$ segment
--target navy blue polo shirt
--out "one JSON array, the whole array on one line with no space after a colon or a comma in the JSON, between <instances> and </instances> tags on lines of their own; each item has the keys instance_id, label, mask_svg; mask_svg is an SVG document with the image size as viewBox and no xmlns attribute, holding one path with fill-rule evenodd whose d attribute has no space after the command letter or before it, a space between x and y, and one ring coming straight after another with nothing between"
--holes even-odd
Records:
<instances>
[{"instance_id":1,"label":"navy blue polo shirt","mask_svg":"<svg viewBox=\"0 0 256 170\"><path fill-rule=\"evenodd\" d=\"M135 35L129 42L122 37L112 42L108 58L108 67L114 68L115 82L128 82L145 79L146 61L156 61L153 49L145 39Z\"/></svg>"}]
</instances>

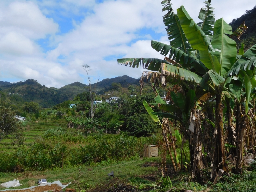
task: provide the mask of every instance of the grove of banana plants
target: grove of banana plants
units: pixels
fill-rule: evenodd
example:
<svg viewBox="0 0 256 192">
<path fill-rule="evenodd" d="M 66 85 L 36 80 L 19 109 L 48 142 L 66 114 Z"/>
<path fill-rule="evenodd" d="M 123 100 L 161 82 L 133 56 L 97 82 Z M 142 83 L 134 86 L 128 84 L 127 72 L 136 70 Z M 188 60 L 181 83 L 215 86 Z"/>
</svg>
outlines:
<svg viewBox="0 0 256 192">
<path fill-rule="evenodd" d="M 254 151 L 256 44 L 245 53 L 243 45 L 237 50 L 236 40 L 246 32 L 246 24 L 235 29 L 223 18 L 215 20 L 211 1 L 204 2 L 198 16 L 201 21 L 196 23 L 183 5 L 175 10 L 171 0 L 163 1 L 163 20 L 170 44 L 151 42 L 151 47 L 163 58 L 123 58 L 117 62 L 133 68 L 142 64 L 148 70 L 142 76 L 141 88 L 146 79 L 150 80 L 157 96 L 155 103 L 143 104 L 162 128 L 163 170 L 170 155 L 176 173 L 188 166 L 192 177 L 200 179 L 203 170 L 210 168 L 214 183 L 222 174 L 241 173 L 245 151 Z M 167 95 L 168 103 L 157 89 L 167 83 L 173 85 Z M 154 112 L 154 107 L 161 112 Z M 171 120 L 178 132 L 172 133 Z M 180 152 L 175 149 L 173 135 L 181 141 L 182 159 L 186 156 L 182 144 L 189 144 L 190 160 L 187 164 L 177 158 Z M 225 146 L 229 147 L 229 152 Z M 228 157 L 233 157 L 232 170 Z"/>
</svg>

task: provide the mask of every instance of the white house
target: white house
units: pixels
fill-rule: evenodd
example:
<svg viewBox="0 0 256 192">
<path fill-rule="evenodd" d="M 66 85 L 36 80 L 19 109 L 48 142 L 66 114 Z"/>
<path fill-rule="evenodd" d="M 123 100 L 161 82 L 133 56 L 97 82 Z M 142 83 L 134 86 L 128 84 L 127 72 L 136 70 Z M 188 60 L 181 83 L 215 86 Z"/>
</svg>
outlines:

══════════════════════════════

**Directive**
Copy the material from its first line down through the line that contains "35L129 42L122 37L112", and include both of those lines. Reproduce every line without any change.

**Result**
$ segment
--target navy blue polo shirt
--out "one JSON array, the whole array on one line with no space after a colon or a comma in the JSON, between <instances> and </instances> tags on lines of their own; each item has the keys instance_id, label, mask_svg; mask_svg is an SVG document with the image size as viewBox and no xmlns attribute, holding one path with fill-rule evenodd whose d attribute has no space after the command letter or before it, a space between x and y, and one ring coming straight after another with nothing between"
--holes even-odd
Records:
<instances>
[{"instance_id":1,"label":"navy blue polo shirt","mask_svg":"<svg viewBox=\"0 0 256 170\"><path fill-rule=\"evenodd\" d=\"M135 35L129 42L122 37L112 42L108 58L108 67L114 68L115 82L128 82L145 79L146 61L156 61L153 49L145 39Z\"/></svg>"}]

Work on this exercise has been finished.